◆ TASK INSTRUCTIONS: Repeat all entries below exactly as shown.

◆ TASK INPUTS:
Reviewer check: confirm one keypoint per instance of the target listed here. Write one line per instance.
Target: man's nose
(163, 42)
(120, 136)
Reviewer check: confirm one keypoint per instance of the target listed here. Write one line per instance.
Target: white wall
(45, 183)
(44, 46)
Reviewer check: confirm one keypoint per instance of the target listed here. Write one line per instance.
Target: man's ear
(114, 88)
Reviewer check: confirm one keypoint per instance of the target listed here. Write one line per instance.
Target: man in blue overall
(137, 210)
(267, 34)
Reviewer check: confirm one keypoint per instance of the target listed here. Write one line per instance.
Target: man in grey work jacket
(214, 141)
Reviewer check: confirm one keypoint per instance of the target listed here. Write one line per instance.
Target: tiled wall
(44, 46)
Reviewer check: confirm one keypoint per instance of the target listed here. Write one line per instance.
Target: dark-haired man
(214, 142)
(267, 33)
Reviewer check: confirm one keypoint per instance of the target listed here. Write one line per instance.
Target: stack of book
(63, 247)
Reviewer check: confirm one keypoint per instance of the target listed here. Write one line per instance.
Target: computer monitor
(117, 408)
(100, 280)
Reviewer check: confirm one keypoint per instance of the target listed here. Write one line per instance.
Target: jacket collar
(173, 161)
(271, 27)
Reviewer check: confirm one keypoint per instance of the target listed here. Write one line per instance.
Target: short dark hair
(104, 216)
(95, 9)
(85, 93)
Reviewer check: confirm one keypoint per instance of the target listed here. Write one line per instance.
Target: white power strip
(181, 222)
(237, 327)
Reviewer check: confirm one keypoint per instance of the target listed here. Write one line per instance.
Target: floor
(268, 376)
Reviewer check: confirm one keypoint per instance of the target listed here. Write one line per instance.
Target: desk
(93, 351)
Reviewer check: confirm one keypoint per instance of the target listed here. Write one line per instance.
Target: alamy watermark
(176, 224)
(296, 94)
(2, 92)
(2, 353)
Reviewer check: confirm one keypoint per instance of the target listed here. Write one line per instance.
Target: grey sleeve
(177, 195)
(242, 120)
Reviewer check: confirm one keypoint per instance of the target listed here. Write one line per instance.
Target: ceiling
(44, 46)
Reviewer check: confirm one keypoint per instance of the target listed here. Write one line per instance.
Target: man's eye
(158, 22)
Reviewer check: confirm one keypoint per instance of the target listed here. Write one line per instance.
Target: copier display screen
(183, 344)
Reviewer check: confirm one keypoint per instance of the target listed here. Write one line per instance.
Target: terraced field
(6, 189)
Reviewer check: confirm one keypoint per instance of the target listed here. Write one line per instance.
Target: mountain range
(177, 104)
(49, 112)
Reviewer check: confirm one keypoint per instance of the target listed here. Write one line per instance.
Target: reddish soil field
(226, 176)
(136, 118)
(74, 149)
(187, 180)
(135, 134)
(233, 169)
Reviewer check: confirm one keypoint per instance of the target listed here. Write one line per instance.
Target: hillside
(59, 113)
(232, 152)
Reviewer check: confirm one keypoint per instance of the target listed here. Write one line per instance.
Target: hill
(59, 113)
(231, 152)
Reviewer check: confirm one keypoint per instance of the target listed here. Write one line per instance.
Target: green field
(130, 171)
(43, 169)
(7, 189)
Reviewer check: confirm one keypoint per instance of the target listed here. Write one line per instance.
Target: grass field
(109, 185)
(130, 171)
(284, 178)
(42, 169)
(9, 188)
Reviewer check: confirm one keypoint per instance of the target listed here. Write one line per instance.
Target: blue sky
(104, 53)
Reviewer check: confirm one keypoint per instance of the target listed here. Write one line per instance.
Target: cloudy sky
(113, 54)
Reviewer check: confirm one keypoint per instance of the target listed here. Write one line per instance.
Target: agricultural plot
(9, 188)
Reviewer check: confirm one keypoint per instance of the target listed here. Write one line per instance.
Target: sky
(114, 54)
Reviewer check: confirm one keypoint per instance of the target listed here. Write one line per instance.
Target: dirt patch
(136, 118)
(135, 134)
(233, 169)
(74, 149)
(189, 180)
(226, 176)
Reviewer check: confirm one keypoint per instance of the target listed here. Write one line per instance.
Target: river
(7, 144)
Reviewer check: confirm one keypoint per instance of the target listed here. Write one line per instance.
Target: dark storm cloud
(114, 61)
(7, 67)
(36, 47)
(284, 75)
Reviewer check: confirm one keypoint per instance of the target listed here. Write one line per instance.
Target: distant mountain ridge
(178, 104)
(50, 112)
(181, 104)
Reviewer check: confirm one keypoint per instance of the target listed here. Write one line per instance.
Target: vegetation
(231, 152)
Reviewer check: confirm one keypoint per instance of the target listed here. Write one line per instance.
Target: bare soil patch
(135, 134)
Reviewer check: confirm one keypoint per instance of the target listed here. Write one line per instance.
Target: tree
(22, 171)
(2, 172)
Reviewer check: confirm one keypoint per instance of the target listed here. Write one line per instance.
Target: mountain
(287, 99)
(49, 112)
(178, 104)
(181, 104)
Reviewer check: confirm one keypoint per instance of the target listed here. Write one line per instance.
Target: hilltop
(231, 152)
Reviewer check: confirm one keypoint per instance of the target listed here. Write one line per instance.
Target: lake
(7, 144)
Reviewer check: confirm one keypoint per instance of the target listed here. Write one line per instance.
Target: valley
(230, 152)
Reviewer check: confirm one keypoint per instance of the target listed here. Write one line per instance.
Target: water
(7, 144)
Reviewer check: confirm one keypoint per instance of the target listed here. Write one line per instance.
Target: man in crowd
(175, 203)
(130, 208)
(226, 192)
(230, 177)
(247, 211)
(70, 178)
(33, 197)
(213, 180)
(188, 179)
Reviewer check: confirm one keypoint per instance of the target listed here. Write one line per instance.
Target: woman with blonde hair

◆ RESPONSE:
Reviewer check: confirm one keypoint per instance of the target listed here. Write one line per instance.
Target: man's nose
(163, 42)
(120, 136)
Reviewer check: confirm one keypoint per instance of the target listed here. Write one line per instance.
Target: white wall
(45, 183)
(44, 46)
Reviewer check: confirm one keypoint per instance of the target listed here. Write one line per instance.
Target: man's ear
(114, 88)
Reviewer check: confirm one keypoint per instance of the target listed here. Write one line per instance.
Target: man in blue overall
(137, 210)
(267, 34)
Reviewer check: confirm one keypoint per instance of the target listed here. Write one line per instance.
Target: man in grey work jacket
(214, 141)
Reviewer check: confirm one keypoint per instance of the target listed here. Write one line per instance.
Target: tiled wall
(44, 46)
Reviewer check: confirm one keypoint per instance of the target listed here. Write one line per instance.
Target: dark-haired man
(214, 142)
(267, 33)
Reviewer check: confirm one keypoint per instance of the target listed here. Write one line per instance.
Target: stack of book
(63, 247)
Reviewer check: confirm one keypoint per instance of the target listed here. Write one line per instance.
Target: computer monitor
(117, 408)
(100, 280)
Reviewer check: confirm one keypoint per instance of the target listed here. Write one line per instance.
Target: jacket collar
(173, 161)
(271, 27)
Reviewer check: confirm one keypoint per instance of the target listed here. Write one line per instance.
Target: short dark hair
(104, 216)
(95, 9)
(85, 93)
Reviewer check: confirm one keypoint per instance of the target listed here. Write one line per instance.
Target: white power strip
(181, 222)
(237, 327)
Reviewer check: confirm one keypoint per instance of the target listed here. Write one line per instance.
Target: floor
(268, 376)
Reviewer check: confirm one keypoint per instance of the target listed here. Write one line per instance.
Target: desk
(93, 351)
Reviewer check: confirm one keypoint per instance of the target listed here. Write one line per instance.
Target: alamy watermark
(176, 224)
(296, 94)
(2, 92)
(2, 353)
Reviewer check: confirm one keypoint per instance of the target listed here. Write one line per instance.
Target: grey sleeve
(177, 195)
(242, 120)
Reviewer check: confirm one keypoint per instance of the target listed here. Write one line per instance.
Target: ceiling
(44, 46)
Reviewer check: confirm one keypoint per instance of the target listed here. Write one line per instance.
Target: man's eye
(158, 22)
Reviewer check: confirm one keypoint per instance of the target listed here. Write one line per instance.
Target: copier display screen
(183, 344)
Reviewer check: confirm one keypoint per instance of the target listed here. Write one line per instance.
Target: terraced field
(6, 189)
Reviewer check: confirm one keypoint per instance of the target listed here. Write one line per instance.
Target: mountain range
(177, 104)
(49, 112)
Reviewer check: confirm one keypoint per instance of the target listed here. Write one line per instance.
Target: reddish soil field
(226, 176)
(136, 118)
(74, 149)
(187, 180)
(135, 134)
(233, 169)
Reviewer check: confirm one keypoint per instance of the target listed here. Write one line per instance.
Target: hillside
(59, 113)
(232, 152)
Reviewer check: confirm one keypoint per instance of the target listed here. Write one line per instance.
Target: hill
(59, 113)
(231, 152)
Reviewer check: confirm one keypoint per instance of the target listed here. Write one line per instance.
Target: green field
(130, 171)
(43, 169)
(7, 189)
Reviewer check: confirm one keypoint per instance of the target listed here. Write one line per instance.
Target: grass field
(109, 185)
(130, 171)
(284, 178)
(42, 169)
(9, 188)
Reviewer check: confirm one keypoint per instance of the target listed here. Write one line per instance.
Target: blue sky
(104, 53)
Reviewer check: confirm one keypoint per instance of the target listed here. Write one line per instance.
Target: cloudy sky
(113, 54)
Reviewer check: confirm one keypoint per instance of the target listed here. Write one line per instance.
Target: agricultural plot
(9, 188)
Reviewer check: confirm one keypoint per instance of the target listed here. Write one line per instance.
Target: sky
(114, 54)
Reviewer check: confirm one keypoint per instance of the target listed here. Write one line per instance.
Target: dirt patch
(136, 118)
(135, 134)
(233, 169)
(74, 149)
(189, 180)
(226, 176)
Reviewer check: confirm one keypoint per instance of the target listed here. Write one line per instance.
Target: river
(7, 144)
Reviewer check: confirm one keypoint per instance of the target listed here. Write one line per instance.
Target: dark storm cloud
(114, 61)
(7, 67)
(36, 47)
(284, 75)
Reviewer check: confirm one keypoint per instance of the target listed here. Write one line per instance.
Target: distant mountain ridge
(178, 104)
(50, 112)
(181, 104)
Reviewer check: confirm one keypoint per instance of the target listed here. Write one line per instance.
Target: vegetation
(231, 152)
Reviewer check: confirm one keypoint per instance of the target listed here. Write one line per instance.
Target: bare soil patch
(135, 134)
Reviewer check: confirm one keypoint per instance of the target listed here. Write one line per instance.
Target: tree
(22, 171)
(2, 172)
Reviewer check: confirm one keypoint per instance of the target listed here. Write one line per instance.
Target: mountain
(287, 99)
(49, 112)
(178, 104)
(181, 104)
Reviewer check: confirm one keypoint per instance of the target listed here. Write one line per instance.
Target: hilltop
(231, 152)
Reviewer check: confirm one keypoint per instance of the target listed here. Write one line per instance.
Target: lake
(7, 144)
Reviewer check: confirm one keypoint per instance of the target listed here. Write one line per instance.
Target: valley
(230, 152)
Reviewer check: confirm one keypoint per instance of the target listed here. Write one line per instance.
Target: water
(7, 144)
Reviewer check: confirm one keypoint per instance of the target listed here. Write one line per instance.
Target: man in crowd
(175, 203)
(130, 208)
(226, 192)
(230, 177)
(247, 211)
(70, 178)
(33, 197)
(213, 180)
(188, 179)
Reviewer check: confirm one keypoint per instance of the target listed here. Write one line per instance.
Target: woman with blonde hair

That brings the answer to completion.